#### Instructions for the task:
Report each line of the records where "rocky" occurs.

Stored data entries
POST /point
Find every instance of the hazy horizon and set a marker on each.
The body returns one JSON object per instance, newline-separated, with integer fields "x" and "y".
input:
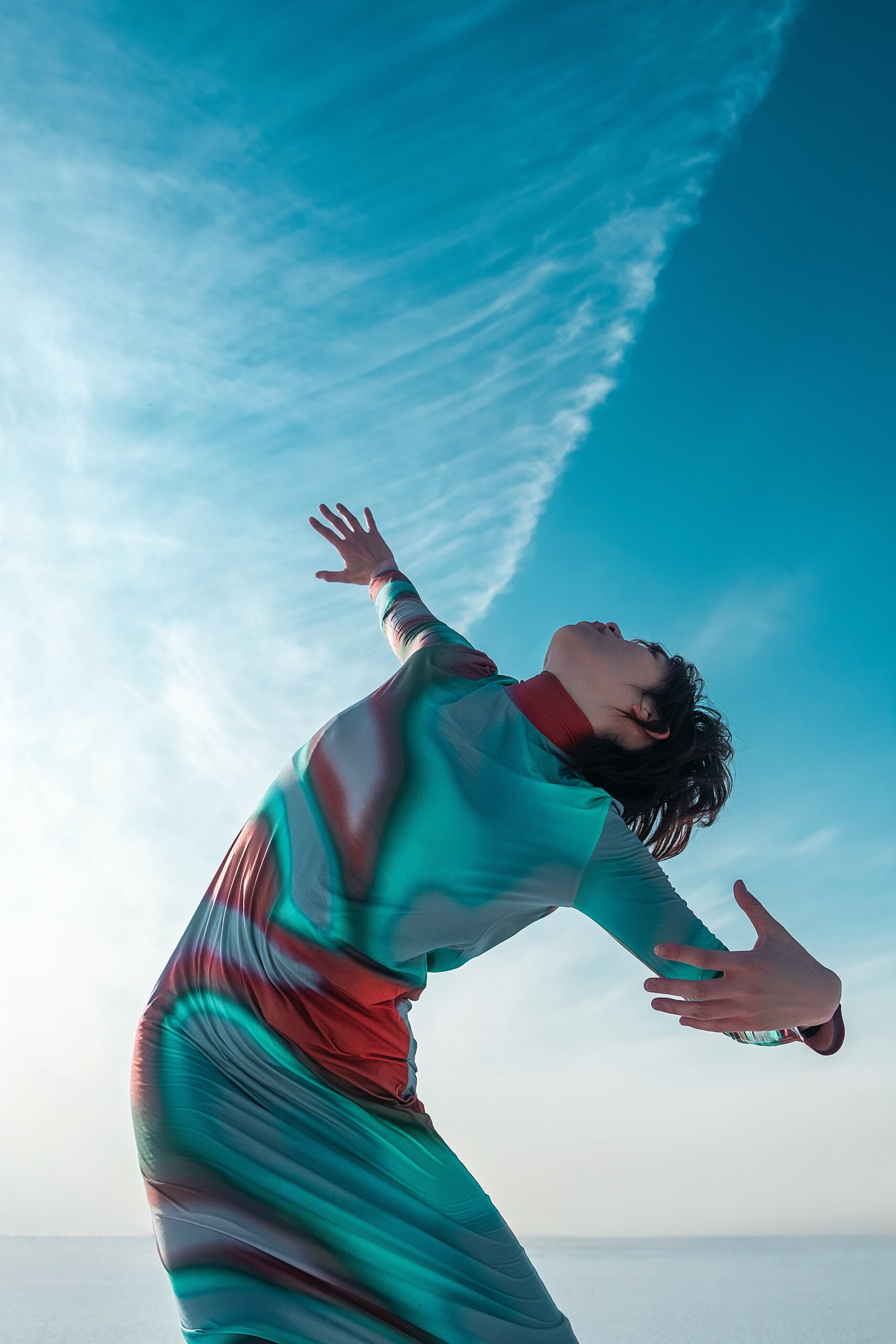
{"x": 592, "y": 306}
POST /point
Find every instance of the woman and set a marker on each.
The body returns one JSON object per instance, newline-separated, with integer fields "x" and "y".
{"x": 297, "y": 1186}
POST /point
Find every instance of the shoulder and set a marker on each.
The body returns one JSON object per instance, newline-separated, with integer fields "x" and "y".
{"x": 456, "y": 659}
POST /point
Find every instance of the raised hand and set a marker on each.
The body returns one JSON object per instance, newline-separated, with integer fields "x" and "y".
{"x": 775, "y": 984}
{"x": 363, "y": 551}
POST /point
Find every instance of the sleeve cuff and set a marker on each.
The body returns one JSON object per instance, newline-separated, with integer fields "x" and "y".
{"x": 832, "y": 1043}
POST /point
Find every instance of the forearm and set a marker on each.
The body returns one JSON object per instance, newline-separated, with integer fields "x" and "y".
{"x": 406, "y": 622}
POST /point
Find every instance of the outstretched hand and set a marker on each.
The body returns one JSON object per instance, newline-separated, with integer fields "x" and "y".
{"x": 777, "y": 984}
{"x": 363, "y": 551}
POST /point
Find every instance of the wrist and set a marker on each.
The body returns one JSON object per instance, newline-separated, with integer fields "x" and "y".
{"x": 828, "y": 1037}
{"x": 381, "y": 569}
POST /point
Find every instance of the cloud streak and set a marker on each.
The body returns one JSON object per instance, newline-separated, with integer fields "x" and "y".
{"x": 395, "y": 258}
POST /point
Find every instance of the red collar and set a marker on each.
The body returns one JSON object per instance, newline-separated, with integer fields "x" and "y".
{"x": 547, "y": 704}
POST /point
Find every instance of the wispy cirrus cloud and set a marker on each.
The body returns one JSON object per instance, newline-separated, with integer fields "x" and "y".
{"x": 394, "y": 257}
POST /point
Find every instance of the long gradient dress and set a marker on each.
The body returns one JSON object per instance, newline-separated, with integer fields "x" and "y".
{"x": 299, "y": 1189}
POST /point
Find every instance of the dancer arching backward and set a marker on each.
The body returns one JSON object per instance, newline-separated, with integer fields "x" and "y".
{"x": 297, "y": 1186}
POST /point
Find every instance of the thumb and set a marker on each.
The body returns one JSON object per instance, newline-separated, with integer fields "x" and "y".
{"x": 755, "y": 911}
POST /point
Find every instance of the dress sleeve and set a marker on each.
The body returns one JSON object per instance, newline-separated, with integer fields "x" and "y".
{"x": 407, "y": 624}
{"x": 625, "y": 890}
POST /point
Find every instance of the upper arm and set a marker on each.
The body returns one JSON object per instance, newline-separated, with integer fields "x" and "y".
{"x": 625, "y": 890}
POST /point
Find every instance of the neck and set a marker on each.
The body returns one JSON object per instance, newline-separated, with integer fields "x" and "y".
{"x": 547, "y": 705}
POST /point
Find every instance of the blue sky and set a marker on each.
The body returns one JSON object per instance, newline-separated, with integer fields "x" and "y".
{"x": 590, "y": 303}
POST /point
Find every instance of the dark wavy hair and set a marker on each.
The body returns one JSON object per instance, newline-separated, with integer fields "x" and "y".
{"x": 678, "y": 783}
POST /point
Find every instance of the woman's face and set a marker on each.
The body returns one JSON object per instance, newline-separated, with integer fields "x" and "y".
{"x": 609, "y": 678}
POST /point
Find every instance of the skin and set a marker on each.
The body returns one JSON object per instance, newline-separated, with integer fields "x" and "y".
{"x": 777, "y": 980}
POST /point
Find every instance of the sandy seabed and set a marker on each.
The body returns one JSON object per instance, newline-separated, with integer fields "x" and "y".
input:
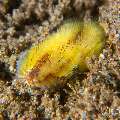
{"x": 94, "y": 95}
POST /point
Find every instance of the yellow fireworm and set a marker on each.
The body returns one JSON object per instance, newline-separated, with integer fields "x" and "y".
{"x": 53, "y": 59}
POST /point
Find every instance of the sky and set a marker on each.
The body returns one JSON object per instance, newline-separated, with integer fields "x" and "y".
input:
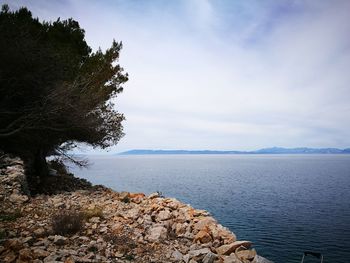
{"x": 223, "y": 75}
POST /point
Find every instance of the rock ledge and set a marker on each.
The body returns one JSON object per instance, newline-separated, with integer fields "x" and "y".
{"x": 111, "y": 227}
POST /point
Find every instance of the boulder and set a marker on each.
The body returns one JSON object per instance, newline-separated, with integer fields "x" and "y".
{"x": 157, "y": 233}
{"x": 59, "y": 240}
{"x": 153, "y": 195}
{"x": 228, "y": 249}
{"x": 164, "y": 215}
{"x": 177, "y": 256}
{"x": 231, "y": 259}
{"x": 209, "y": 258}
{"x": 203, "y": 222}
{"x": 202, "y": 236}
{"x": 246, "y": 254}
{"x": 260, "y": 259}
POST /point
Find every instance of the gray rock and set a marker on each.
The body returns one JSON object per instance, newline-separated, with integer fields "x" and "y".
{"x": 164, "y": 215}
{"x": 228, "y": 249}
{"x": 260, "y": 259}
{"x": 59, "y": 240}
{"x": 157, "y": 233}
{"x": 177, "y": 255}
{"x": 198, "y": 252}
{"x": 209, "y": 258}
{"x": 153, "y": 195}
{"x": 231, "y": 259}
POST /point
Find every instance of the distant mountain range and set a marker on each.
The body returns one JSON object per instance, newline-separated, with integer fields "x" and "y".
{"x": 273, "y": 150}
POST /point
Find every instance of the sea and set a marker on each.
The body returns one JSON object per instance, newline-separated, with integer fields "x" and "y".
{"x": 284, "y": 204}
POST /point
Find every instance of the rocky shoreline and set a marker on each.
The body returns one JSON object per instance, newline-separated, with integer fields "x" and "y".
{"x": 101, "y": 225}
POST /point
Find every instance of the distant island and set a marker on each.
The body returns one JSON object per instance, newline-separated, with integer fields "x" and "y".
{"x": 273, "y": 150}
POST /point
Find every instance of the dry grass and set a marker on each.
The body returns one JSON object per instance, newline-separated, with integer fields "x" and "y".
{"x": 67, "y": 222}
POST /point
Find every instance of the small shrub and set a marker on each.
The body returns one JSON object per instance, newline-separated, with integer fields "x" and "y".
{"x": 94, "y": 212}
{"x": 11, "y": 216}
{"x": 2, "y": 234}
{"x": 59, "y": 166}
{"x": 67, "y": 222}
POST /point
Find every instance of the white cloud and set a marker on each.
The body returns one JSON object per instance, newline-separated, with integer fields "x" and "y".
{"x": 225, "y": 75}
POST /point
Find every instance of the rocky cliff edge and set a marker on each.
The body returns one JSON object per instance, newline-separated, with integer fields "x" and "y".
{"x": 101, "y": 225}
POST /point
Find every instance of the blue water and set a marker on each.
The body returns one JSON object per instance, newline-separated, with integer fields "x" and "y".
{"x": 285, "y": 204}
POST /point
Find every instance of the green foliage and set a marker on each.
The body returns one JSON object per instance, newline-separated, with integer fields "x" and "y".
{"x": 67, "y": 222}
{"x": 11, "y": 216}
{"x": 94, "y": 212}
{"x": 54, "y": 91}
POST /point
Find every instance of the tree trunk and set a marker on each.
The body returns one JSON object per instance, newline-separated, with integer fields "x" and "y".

#### Solution to this exercise:
Find every instance of the rocky shoreline and set a marker on each.
Find every instance of the rocky cliff edge and set a marker on each.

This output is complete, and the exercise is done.